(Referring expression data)
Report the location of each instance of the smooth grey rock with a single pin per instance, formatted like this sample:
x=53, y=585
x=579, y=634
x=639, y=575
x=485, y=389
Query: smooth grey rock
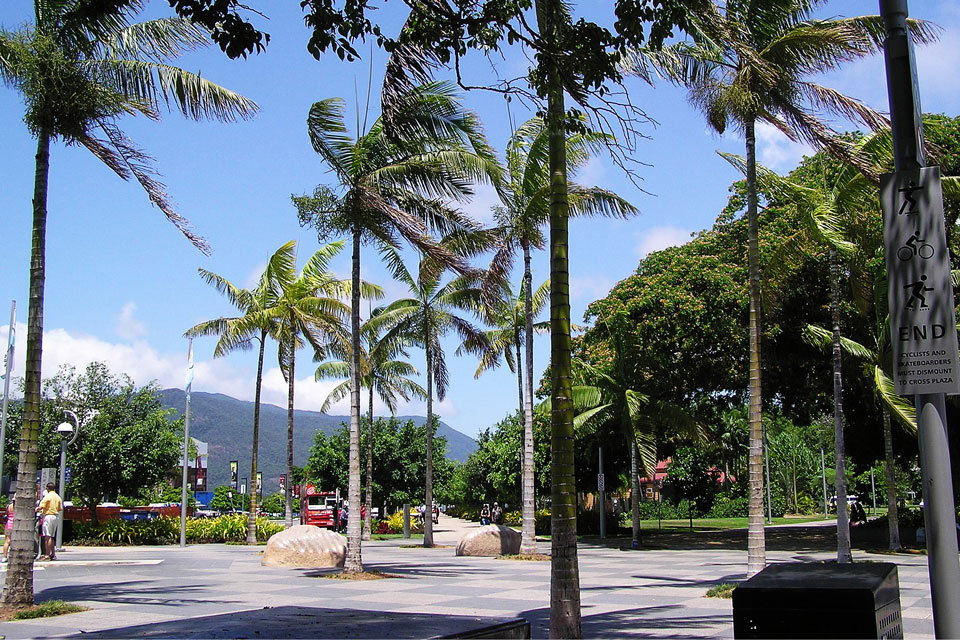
x=491, y=540
x=305, y=546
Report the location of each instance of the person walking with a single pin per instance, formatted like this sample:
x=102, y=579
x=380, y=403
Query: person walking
x=497, y=514
x=8, y=528
x=49, y=509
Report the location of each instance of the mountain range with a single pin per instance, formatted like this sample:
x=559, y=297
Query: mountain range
x=226, y=424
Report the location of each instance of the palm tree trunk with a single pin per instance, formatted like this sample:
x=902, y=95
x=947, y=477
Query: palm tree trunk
x=893, y=521
x=18, y=587
x=428, y=490
x=565, y=618
x=354, y=561
x=528, y=539
x=756, y=544
x=368, y=499
x=255, y=448
x=843, y=520
x=634, y=496
x=288, y=488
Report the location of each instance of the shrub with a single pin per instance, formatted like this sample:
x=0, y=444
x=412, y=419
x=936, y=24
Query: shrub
x=395, y=523
x=164, y=530
x=806, y=505
x=725, y=507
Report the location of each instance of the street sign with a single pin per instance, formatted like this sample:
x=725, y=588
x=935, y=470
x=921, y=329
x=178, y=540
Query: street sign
x=920, y=292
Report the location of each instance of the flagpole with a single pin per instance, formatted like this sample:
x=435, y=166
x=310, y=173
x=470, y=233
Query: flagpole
x=186, y=449
x=11, y=333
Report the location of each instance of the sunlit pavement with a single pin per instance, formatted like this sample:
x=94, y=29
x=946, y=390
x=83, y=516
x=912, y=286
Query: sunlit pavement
x=174, y=592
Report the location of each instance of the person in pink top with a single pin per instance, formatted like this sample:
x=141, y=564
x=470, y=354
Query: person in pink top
x=8, y=529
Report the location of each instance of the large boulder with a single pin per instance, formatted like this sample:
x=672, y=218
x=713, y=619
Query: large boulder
x=491, y=540
x=305, y=546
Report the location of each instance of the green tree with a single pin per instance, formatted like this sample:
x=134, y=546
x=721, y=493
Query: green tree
x=129, y=445
x=79, y=70
x=238, y=332
x=693, y=479
x=750, y=62
x=393, y=185
x=308, y=306
x=423, y=320
x=521, y=218
x=399, y=464
x=383, y=374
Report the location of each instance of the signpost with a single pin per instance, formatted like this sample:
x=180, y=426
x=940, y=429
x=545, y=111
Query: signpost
x=923, y=329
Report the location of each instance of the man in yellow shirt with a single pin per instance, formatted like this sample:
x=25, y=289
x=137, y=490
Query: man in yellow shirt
x=49, y=508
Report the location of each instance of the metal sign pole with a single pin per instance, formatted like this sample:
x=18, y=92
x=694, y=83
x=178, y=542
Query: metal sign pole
x=922, y=315
x=186, y=449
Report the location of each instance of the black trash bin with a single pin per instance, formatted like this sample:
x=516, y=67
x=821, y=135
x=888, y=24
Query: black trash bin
x=814, y=600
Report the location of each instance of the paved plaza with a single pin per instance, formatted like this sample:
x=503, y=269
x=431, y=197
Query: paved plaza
x=222, y=591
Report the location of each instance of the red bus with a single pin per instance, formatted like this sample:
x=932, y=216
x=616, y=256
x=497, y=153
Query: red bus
x=319, y=508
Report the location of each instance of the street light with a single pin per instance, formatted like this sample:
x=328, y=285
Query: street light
x=65, y=429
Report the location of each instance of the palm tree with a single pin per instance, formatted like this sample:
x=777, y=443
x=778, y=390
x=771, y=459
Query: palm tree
x=392, y=190
x=309, y=306
x=749, y=62
x=238, y=332
x=565, y=618
x=841, y=211
x=423, y=320
x=80, y=69
x=608, y=398
x=524, y=211
x=381, y=373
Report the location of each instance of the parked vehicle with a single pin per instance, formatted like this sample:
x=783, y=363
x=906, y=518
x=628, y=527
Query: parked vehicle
x=319, y=508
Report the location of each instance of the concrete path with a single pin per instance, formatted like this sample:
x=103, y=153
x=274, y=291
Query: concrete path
x=222, y=591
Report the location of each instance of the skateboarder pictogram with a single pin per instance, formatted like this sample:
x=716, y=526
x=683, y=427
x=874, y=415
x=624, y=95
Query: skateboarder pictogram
x=909, y=205
x=918, y=292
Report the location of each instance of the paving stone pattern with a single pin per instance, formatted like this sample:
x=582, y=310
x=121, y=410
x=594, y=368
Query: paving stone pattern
x=200, y=591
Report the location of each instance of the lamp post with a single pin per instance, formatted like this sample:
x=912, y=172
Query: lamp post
x=65, y=429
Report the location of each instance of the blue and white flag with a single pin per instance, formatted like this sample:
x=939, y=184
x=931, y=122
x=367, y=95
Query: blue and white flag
x=189, y=381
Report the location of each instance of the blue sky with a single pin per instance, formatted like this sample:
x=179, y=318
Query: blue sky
x=122, y=283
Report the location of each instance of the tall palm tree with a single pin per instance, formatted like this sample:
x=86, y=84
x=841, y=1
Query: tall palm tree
x=80, y=69
x=565, y=618
x=393, y=189
x=423, y=320
x=524, y=212
x=841, y=212
x=383, y=374
x=239, y=332
x=309, y=306
x=750, y=62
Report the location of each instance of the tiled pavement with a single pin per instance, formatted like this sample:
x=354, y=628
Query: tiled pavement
x=201, y=590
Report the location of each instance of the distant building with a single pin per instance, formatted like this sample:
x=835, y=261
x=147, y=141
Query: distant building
x=196, y=470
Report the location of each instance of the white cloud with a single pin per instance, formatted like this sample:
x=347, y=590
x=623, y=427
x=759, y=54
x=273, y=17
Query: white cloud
x=776, y=150
x=589, y=287
x=253, y=278
x=127, y=326
x=481, y=205
x=144, y=364
x=657, y=238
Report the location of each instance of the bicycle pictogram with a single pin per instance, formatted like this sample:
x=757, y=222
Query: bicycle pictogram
x=915, y=246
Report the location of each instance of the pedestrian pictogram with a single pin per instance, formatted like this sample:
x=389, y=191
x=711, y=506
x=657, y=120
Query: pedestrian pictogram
x=918, y=293
x=909, y=205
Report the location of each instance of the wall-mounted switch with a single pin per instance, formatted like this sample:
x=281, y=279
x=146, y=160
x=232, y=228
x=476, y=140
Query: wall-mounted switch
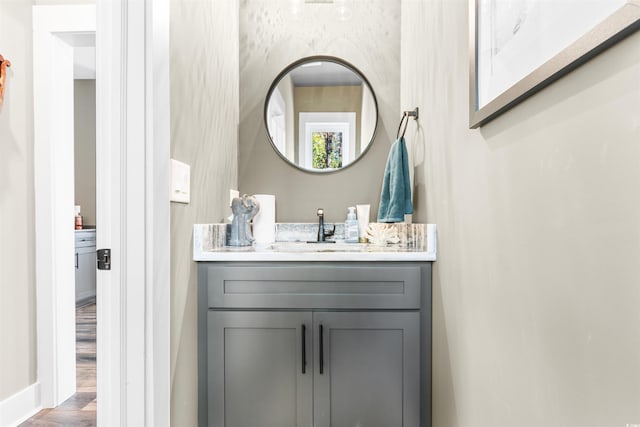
x=232, y=195
x=180, y=182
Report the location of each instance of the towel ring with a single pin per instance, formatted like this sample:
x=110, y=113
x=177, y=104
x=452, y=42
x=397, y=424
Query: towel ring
x=405, y=120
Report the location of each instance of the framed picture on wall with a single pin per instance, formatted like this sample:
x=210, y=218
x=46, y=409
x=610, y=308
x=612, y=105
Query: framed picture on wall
x=517, y=47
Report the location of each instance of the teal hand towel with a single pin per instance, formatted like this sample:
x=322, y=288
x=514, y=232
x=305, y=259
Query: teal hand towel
x=395, y=198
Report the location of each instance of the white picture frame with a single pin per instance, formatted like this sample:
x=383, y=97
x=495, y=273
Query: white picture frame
x=517, y=47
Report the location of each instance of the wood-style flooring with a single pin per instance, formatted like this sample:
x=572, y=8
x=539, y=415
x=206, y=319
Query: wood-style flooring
x=80, y=409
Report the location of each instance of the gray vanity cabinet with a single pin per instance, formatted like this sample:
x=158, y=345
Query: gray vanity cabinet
x=314, y=344
x=371, y=369
x=255, y=375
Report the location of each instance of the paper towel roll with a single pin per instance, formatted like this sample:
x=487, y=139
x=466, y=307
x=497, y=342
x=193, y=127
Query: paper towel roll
x=264, y=223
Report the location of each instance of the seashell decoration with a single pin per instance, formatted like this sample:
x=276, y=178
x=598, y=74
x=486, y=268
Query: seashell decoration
x=382, y=234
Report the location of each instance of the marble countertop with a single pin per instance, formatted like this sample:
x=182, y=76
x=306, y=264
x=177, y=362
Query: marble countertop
x=204, y=250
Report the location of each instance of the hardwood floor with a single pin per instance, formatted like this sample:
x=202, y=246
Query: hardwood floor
x=80, y=409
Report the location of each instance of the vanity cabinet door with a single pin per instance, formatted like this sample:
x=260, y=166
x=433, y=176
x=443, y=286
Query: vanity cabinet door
x=256, y=372
x=367, y=369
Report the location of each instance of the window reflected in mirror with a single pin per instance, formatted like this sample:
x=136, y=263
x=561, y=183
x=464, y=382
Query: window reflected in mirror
x=321, y=114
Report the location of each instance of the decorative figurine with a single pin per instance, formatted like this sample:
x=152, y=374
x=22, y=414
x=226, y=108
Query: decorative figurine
x=244, y=209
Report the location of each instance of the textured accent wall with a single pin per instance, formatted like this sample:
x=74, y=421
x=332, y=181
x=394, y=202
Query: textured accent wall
x=84, y=98
x=273, y=34
x=536, y=288
x=17, y=223
x=204, y=133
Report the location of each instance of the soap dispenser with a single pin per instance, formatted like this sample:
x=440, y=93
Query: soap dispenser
x=351, y=227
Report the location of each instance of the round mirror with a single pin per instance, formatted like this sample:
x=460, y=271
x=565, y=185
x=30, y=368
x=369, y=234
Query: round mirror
x=321, y=114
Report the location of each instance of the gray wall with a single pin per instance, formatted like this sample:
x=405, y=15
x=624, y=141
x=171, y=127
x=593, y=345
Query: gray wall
x=17, y=223
x=204, y=123
x=84, y=94
x=536, y=288
x=274, y=34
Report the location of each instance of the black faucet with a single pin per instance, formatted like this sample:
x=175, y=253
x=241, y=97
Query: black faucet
x=322, y=233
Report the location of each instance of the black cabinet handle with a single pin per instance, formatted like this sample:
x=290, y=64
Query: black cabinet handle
x=321, y=350
x=304, y=349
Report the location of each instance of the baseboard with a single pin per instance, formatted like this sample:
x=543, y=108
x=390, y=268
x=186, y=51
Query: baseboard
x=21, y=406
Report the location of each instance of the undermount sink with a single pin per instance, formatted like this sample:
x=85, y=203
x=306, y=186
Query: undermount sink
x=302, y=247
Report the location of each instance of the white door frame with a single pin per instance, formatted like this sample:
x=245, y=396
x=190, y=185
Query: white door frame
x=132, y=209
x=54, y=196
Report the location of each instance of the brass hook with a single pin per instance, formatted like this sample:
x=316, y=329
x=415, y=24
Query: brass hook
x=4, y=63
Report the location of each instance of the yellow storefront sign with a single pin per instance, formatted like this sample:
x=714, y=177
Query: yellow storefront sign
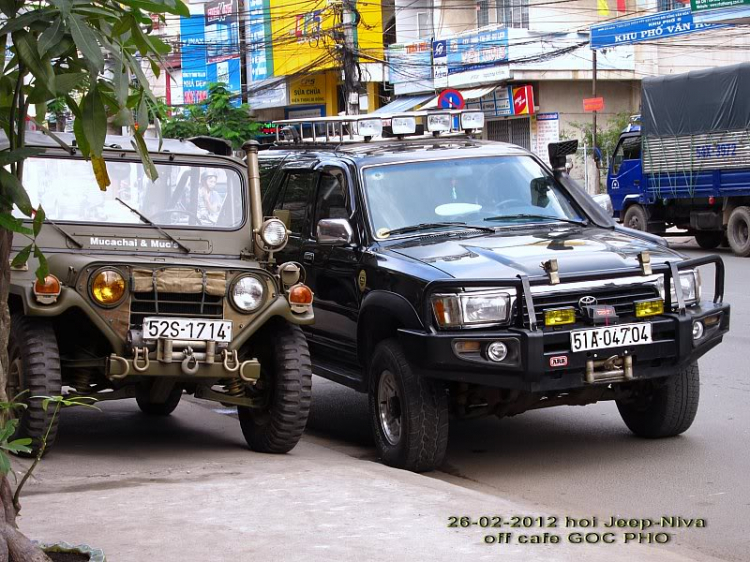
x=308, y=90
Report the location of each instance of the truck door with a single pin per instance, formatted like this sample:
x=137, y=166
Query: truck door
x=626, y=173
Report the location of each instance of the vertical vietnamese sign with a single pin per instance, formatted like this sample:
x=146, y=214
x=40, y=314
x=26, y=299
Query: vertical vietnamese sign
x=222, y=40
x=192, y=37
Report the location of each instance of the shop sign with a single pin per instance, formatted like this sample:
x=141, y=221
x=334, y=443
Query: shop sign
x=308, y=90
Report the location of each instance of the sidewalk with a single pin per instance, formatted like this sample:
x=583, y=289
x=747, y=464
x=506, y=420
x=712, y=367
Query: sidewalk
x=184, y=489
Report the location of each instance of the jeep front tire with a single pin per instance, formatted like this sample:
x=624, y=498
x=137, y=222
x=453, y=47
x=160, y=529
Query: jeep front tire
x=408, y=413
x=285, y=385
x=663, y=408
x=34, y=370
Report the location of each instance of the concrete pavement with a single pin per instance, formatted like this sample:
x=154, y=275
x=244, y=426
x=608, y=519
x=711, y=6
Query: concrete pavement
x=185, y=488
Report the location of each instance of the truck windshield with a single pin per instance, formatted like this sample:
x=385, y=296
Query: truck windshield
x=183, y=196
x=496, y=191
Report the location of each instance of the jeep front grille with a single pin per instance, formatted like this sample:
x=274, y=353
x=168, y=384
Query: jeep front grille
x=622, y=298
x=188, y=305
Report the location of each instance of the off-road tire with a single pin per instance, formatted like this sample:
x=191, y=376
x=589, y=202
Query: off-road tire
x=423, y=412
x=286, y=369
x=143, y=398
x=33, y=344
x=738, y=231
x=636, y=218
x=664, y=410
x=709, y=240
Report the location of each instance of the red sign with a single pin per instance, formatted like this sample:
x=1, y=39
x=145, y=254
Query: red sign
x=593, y=104
x=523, y=100
x=451, y=99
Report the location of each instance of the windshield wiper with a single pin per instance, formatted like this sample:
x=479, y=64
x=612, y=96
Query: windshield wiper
x=59, y=229
x=532, y=216
x=429, y=225
x=149, y=222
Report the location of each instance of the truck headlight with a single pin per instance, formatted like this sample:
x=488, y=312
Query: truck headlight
x=247, y=293
x=469, y=309
x=274, y=234
x=690, y=282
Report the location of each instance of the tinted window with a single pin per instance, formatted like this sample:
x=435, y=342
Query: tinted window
x=298, y=188
x=331, y=199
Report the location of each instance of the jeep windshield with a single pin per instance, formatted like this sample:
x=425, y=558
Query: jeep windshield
x=464, y=193
x=183, y=196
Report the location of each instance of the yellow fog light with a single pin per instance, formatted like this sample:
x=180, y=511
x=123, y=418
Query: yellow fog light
x=108, y=287
x=649, y=308
x=559, y=316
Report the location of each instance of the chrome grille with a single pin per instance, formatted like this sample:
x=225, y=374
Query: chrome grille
x=622, y=298
x=188, y=305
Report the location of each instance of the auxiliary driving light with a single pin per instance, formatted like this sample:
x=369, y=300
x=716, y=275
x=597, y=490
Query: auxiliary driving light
x=652, y=307
x=107, y=287
x=497, y=351
x=559, y=316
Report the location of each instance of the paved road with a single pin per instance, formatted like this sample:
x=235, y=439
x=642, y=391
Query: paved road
x=583, y=461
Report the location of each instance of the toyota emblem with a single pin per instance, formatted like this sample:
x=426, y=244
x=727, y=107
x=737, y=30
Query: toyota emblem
x=587, y=301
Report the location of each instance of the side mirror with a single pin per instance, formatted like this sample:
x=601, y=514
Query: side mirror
x=604, y=201
x=334, y=232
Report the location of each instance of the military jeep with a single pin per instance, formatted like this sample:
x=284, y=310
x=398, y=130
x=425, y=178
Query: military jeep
x=160, y=288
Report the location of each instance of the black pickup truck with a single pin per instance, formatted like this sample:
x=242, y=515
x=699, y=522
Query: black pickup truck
x=457, y=278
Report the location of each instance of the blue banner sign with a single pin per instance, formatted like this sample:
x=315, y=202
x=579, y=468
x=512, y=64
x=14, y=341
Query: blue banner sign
x=646, y=28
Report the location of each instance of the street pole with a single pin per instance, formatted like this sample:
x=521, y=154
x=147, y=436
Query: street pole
x=349, y=15
x=593, y=131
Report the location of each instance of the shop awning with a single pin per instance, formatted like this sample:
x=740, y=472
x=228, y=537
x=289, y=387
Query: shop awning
x=405, y=103
x=468, y=95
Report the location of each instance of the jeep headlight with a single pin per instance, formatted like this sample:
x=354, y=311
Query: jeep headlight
x=690, y=283
x=471, y=309
x=274, y=234
x=248, y=293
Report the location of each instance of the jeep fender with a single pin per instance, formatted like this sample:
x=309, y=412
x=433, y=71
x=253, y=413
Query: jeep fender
x=381, y=315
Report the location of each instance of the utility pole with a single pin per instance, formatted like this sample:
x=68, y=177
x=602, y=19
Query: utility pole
x=352, y=87
x=593, y=131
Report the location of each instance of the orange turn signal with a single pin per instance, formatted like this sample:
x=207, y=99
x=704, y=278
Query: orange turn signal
x=46, y=292
x=300, y=294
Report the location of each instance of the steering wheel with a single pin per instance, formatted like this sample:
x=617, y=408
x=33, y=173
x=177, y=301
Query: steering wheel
x=194, y=218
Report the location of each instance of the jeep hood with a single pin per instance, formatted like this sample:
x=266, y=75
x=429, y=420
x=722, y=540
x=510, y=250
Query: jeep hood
x=507, y=254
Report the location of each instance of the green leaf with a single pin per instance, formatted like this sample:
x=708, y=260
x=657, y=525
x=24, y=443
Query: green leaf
x=26, y=47
x=22, y=257
x=81, y=140
x=15, y=191
x=39, y=221
x=9, y=222
x=67, y=82
x=51, y=36
x=4, y=463
x=10, y=157
x=64, y=6
x=94, y=121
x=43, y=269
x=148, y=166
x=86, y=41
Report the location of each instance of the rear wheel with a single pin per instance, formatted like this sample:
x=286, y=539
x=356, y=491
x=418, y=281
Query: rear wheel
x=285, y=385
x=710, y=239
x=34, y=370
x=409, y=413
x=636, y=218
x=663, y=408
x=738, y=231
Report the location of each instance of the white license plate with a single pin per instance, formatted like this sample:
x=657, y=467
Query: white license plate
x=610, y=336
x=187, y=329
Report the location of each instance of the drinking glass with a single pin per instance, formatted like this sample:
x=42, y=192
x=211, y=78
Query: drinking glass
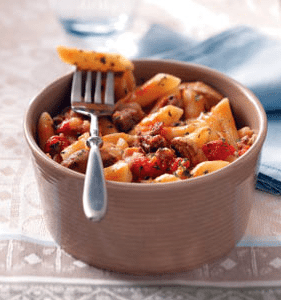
x=99, y=22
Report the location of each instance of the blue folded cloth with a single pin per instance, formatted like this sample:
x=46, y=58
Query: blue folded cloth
x=245, y=54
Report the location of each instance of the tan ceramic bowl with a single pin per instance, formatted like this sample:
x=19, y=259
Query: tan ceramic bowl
x=151, y=228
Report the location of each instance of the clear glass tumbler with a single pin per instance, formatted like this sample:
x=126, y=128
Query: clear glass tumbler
x=97, y=20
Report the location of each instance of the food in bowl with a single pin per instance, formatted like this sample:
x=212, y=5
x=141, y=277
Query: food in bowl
x=162, y=130
x=151, y=228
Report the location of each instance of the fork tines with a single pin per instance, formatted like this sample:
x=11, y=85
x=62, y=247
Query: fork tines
x=86, y=101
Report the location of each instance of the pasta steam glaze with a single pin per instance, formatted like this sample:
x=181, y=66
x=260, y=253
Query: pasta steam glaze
x=160, y=131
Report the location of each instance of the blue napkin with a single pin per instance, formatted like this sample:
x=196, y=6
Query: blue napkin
x=245, y=54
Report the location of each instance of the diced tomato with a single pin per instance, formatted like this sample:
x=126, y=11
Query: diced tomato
x=55, y=144
x=140, y=166
x=218, y=150
x=179, y=162
x=150, y=166
x=70, y=126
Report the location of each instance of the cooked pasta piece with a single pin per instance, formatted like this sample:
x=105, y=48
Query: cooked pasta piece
x=94, y=61
x=120, y=171
x=45, y=129
x=207, y=167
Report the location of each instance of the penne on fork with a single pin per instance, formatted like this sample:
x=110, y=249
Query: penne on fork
x=94, y=193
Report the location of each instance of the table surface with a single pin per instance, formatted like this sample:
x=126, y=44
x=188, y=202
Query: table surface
x=32, y=266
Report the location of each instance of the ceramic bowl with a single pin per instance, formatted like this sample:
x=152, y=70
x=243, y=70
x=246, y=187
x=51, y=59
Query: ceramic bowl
x=151, y=228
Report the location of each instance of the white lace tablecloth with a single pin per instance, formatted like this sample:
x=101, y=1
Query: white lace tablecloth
x=32, y=266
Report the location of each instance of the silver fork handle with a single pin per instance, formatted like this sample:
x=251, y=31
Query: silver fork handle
x=94, y=194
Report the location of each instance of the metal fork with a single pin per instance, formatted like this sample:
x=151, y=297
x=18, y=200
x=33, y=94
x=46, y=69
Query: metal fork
x=94, y=193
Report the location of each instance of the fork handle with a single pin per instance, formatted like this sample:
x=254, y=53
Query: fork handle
x=94, y=194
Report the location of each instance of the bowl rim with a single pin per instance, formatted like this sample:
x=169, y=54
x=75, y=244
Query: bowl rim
x=261, y=135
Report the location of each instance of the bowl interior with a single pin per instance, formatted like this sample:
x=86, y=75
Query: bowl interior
x=246, y=108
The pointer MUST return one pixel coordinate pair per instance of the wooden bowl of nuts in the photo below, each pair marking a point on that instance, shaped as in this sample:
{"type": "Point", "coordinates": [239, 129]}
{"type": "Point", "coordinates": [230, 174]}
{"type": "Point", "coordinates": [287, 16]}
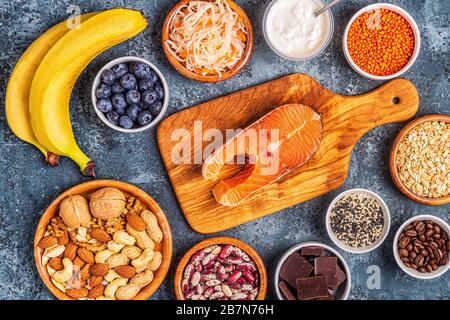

* [The task]: Only the lines of the data holding the string "type" are wanted; copy each of them.

* [Your response]:
{"type": "Point", "coordinates": [239, 129]}
{"type": "Point", "coordinates": [230, 174]}
{"type": "Point", "coordinates": [287, 16]}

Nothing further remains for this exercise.